• SHORT TASK: Present the stretch of data from the line containing "Reviewer note: confirm that each instance of the blue jeans" through the end of the data as a Markdown table with the columns Row and Line. Number each line in Row, and leave out any blank lines.

Stored items from a collection
....

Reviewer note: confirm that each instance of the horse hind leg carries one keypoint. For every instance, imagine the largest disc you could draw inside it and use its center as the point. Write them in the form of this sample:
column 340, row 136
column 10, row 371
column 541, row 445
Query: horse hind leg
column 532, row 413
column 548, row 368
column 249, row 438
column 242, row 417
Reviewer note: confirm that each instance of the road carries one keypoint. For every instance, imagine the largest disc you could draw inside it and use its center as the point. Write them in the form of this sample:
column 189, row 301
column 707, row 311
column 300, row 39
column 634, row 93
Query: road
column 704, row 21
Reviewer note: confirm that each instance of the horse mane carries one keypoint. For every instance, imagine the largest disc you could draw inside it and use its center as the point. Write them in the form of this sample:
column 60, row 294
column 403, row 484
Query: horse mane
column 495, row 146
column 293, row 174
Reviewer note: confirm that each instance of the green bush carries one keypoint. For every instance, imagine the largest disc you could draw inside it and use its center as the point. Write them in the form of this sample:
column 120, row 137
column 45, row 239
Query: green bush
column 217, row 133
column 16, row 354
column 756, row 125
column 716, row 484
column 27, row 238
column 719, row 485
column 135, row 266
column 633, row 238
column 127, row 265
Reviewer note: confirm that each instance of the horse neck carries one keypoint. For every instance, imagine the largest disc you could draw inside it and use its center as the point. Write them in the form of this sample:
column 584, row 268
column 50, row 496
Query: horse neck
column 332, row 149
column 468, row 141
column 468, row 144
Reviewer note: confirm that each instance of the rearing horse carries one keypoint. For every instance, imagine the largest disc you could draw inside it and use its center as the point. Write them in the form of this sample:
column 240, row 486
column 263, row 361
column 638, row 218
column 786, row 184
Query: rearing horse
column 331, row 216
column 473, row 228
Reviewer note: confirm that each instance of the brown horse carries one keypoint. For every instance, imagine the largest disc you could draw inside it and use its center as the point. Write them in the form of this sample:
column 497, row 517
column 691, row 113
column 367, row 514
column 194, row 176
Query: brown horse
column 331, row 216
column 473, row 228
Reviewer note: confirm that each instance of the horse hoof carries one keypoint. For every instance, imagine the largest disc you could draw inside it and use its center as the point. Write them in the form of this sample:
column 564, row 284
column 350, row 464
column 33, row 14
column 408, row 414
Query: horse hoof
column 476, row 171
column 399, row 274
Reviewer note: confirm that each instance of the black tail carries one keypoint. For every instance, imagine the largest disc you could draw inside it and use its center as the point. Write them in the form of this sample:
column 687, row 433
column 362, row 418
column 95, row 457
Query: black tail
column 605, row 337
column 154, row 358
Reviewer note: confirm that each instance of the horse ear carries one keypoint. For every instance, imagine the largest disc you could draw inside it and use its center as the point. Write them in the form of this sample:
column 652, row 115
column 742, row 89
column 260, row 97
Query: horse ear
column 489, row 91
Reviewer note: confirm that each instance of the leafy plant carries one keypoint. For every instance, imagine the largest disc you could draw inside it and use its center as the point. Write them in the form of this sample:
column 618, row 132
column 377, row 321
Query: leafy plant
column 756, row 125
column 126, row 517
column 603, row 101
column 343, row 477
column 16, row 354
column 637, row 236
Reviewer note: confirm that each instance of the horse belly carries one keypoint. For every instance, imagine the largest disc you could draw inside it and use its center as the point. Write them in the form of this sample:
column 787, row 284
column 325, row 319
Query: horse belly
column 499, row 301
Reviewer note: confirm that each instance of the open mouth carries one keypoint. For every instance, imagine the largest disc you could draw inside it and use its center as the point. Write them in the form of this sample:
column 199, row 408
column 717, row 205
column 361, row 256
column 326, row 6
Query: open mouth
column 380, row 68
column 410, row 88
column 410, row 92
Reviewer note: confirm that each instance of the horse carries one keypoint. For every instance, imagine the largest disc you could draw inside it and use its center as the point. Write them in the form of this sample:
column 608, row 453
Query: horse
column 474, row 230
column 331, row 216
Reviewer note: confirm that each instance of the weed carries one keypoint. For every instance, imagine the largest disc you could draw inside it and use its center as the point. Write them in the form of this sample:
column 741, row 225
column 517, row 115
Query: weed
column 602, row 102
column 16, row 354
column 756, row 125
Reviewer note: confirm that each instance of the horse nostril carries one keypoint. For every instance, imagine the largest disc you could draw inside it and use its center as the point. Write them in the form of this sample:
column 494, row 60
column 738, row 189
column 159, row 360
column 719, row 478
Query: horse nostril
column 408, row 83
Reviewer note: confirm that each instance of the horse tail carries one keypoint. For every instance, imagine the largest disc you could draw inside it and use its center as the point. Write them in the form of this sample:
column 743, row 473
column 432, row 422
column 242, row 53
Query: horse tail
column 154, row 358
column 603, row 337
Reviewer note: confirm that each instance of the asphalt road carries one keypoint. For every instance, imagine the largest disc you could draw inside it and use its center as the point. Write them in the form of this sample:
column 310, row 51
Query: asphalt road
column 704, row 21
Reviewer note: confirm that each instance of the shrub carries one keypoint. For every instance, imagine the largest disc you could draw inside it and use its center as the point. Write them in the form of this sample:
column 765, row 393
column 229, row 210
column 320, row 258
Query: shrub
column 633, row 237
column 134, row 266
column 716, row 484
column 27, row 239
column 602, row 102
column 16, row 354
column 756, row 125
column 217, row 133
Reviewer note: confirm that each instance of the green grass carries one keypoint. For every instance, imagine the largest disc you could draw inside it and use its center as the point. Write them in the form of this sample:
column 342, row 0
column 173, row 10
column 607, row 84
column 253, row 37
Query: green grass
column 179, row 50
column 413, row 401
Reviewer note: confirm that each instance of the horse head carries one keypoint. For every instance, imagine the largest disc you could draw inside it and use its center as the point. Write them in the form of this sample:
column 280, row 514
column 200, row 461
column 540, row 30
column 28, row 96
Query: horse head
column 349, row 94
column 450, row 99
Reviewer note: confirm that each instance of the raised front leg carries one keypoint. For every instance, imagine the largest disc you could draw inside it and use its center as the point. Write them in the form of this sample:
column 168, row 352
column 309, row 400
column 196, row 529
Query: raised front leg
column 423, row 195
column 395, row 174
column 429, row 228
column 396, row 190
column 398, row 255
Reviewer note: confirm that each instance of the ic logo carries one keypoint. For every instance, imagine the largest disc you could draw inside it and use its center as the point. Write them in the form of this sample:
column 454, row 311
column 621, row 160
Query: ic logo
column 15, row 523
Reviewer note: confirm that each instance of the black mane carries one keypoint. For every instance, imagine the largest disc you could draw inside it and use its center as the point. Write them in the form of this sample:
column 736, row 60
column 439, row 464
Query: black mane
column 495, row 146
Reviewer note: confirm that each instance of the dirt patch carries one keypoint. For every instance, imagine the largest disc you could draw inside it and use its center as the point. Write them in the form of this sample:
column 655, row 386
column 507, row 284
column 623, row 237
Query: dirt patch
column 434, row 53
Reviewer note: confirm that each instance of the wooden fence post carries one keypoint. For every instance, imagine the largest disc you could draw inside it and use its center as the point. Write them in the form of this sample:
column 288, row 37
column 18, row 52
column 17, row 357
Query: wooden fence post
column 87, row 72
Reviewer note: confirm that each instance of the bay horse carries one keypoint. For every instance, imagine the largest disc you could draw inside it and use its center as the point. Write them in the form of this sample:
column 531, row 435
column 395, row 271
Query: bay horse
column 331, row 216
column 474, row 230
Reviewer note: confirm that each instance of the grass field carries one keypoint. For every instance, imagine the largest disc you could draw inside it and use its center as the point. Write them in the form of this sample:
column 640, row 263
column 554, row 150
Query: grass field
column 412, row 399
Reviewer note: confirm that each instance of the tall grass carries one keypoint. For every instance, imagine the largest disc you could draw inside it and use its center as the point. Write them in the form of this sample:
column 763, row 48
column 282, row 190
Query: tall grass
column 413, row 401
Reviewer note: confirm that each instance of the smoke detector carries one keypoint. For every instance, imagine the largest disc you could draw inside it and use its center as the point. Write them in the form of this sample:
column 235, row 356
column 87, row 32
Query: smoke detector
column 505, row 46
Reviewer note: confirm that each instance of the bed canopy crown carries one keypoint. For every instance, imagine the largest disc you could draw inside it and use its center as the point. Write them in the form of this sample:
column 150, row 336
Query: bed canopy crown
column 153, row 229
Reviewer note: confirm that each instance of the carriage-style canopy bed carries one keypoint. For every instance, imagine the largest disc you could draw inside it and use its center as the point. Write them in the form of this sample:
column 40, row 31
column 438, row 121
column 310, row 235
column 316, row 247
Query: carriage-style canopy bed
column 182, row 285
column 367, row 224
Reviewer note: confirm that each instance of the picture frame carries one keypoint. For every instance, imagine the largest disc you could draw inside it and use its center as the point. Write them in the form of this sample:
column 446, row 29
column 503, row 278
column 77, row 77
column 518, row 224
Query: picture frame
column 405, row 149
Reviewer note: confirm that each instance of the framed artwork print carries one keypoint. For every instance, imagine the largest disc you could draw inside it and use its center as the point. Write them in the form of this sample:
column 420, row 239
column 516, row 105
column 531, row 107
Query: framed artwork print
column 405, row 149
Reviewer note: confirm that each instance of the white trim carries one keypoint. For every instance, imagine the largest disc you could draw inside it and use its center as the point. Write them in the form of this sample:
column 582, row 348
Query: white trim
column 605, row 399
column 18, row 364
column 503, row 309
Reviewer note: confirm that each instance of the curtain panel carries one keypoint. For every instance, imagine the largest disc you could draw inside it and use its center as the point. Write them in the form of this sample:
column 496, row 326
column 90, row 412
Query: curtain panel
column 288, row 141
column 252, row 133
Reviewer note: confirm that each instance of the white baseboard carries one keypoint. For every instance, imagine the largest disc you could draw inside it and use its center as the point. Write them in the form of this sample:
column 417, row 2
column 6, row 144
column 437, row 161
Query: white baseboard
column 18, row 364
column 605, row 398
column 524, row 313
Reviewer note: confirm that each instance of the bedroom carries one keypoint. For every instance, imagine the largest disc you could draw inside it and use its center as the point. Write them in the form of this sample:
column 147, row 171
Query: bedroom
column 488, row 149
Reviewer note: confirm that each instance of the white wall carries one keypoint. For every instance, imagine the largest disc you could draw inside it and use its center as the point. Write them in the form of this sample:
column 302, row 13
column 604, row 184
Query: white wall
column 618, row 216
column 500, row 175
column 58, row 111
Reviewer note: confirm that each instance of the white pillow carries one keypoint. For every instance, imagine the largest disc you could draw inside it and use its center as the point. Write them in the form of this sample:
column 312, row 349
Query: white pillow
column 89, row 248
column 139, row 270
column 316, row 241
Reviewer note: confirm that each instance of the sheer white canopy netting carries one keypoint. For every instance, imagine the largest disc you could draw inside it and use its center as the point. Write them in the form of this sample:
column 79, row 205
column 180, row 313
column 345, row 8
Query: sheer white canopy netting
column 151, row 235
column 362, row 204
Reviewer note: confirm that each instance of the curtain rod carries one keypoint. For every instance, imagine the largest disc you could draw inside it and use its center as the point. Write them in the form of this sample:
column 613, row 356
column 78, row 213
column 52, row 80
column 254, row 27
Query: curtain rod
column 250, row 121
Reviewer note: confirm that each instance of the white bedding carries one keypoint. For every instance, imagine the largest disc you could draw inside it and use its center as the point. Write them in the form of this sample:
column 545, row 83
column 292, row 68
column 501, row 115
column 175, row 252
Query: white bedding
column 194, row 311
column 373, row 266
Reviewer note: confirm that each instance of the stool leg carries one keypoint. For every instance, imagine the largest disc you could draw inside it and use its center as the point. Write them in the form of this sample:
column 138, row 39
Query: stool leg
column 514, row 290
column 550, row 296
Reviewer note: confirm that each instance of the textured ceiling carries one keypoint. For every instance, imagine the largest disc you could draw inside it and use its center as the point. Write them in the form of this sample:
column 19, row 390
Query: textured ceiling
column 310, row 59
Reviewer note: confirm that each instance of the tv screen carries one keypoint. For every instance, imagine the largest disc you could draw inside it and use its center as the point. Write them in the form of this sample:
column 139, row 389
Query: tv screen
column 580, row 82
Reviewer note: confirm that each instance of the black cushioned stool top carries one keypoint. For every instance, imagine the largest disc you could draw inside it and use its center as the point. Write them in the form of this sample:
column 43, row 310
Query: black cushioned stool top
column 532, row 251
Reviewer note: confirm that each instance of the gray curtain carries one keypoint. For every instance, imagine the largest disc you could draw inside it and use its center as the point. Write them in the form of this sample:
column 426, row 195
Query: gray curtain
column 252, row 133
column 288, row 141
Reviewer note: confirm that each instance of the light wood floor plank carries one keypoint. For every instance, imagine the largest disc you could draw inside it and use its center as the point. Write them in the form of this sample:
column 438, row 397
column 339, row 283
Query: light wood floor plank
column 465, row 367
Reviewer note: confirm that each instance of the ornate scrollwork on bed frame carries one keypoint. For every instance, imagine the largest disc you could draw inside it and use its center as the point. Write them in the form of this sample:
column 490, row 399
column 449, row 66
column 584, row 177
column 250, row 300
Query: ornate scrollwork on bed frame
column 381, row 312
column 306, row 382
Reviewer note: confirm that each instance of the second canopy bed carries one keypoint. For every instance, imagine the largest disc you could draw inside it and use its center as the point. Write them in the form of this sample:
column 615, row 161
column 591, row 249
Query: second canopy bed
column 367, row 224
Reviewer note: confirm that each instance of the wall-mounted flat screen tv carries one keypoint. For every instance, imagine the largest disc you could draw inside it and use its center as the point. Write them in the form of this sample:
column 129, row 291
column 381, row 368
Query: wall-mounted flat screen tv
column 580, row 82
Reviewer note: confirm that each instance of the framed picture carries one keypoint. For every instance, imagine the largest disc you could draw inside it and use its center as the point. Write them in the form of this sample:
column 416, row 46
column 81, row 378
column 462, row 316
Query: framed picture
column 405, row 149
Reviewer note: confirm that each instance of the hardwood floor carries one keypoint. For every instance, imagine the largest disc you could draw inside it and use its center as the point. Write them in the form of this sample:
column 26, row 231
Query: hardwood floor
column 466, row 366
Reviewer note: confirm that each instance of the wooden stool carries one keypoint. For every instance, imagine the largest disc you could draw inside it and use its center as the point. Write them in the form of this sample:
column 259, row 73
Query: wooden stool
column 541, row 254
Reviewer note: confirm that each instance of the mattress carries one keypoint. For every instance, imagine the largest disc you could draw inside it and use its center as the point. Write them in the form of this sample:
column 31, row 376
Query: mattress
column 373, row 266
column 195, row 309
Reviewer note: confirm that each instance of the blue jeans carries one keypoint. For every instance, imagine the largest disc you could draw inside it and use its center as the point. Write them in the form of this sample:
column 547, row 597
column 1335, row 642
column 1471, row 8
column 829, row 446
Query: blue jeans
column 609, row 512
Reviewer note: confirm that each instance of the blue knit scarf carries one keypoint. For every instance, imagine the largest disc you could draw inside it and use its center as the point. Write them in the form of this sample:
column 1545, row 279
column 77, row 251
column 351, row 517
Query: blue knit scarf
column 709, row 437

....

• EXERCISE OUTPUT:
| Row | Line |
|---|---|
| 1 | Reviewer note: confirm that each instance of the blue jeans carries one keypoint. For every instance, imagine the largest disc you could draw inside it and use its center as the point. Write them in the form of this sample: |
| 2 | column 547, row 597 |
| 3 | column 1335, row 642 |
| 4 | column 1471, row 8 |
| 5 | column 829, row 446 |
| 6 | Query: blue jeans |
| 7 | column 609, row 512 |
| 8 | Reviewer note: confirm that each instance of the blue knit scarf carries one keypoint. For every instance, imagine the largest disc you could draw inside it and use its center as the point. Write them in the form of this sample: |
| 9 | column 1545, row 279 |
| 10 | column 77, row 251 |
| 11 | column 351, row 517 |
| 12 | Query: blue knit scarf |
| 13 | column 709, row 437 |